**Exercise set**
a. According to The Wall Street Journal, as cited in the report on Baby Boomers' finances, what chance does a 65-year-old man have of reaching age 85?
b. Rewrite the part of the report on Baby Boomers' finances starting with "Reporting John Cody" and going on through "than anyone hoped.", putting "money crunch" in place of "financial squeeze".
c. Pick up the news report on Baby Boomers' shrinking savings after its final sentence and carry it on.

**Page extract**
[Start of Attachment]
Reporting John Cody
CHICAGO (CBS) — Baby Boomers are facing a real financial squeeze as their savings dwindle, and their parents pass along less than anyone hoped.
As WBBM Newsradio’s John Cody reports, Chicago tax expert Judi Strauss, the owner of Strauss Tax Service, says the parents of boomers are living longer and spending more on their own health care, eating into inheritance dollars boomers had been banking on – for their own kids’ college.
LISTEN: WBBM Newsradio’s John Cody reports
The Wall Street Journal says a 65 year old man has a 60 percent chance of living to age 80, and a 40 percent chance of reaching 85, which all means higher medical costs.
And Strauss says the boomers themselves haven’t been saving enough. Most no longer have defined benefit pensions; instead, they have 401K plans which haven’t panned out well over the last 10 years.
“When I see younger people thinking about retirement, they think that they might have $3- or $400,000, and that is nowhere enough funds from retiring at 60 or 65 until they live to their late 80s,” Strauss said.
[End of Attachment]
**Data excerpts**
[Start of Attachment]
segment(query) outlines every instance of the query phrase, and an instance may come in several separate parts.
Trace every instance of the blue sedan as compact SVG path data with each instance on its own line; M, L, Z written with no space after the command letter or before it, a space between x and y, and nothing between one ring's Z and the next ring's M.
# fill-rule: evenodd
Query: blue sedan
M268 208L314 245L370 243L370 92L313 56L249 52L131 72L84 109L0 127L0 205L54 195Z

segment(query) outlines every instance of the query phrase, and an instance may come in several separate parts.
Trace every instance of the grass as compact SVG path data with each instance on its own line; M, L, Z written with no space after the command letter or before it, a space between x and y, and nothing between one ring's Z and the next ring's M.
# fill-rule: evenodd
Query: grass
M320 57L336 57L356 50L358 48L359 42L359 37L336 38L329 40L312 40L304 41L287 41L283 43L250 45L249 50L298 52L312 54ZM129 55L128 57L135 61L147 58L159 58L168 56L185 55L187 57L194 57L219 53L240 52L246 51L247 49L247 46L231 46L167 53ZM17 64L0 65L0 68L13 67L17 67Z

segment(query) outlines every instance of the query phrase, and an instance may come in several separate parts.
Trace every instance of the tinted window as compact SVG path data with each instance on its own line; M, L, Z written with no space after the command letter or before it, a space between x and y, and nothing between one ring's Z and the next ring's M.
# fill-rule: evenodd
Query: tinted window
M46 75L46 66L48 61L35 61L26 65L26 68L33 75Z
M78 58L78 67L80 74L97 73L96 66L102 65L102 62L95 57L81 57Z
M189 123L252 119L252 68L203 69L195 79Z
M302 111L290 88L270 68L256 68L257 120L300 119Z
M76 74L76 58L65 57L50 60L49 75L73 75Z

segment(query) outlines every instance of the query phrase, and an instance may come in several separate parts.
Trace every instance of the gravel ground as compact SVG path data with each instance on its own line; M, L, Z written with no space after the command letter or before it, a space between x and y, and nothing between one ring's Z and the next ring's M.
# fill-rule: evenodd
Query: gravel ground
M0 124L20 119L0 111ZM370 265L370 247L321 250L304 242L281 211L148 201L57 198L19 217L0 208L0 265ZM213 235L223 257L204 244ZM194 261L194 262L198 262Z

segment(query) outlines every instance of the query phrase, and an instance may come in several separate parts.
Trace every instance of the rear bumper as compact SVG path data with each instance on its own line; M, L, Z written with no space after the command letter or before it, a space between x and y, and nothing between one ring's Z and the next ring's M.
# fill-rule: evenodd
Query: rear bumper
[End of Attachment]
**Responses by item number**
a. A 40 percent chance.

b.
Reporting John Cody
CHICAGO (CBS) — Baby Boomers are facing a real money crunch as their savings dwindle, and their parents pass along less than anyone hoped.

c.
Strauss says many boomers also loaded up on credit card debt and home equity loans, leaving them with insufficient savings as retirement approaches.
Strauss points out that just insurance, Medicare and supplemental plus co pays cost over $10,000 a year, which means $200,000 needed every ten years for just one person for medical care alone.
She also says that people trying to live off the interest on their savings are having with secure CDs now paying 1 percent, if they’re lucky and good shoppers.
Strauss’s advice is simple – save as much as you can, and don’t count on much help from the generation before you.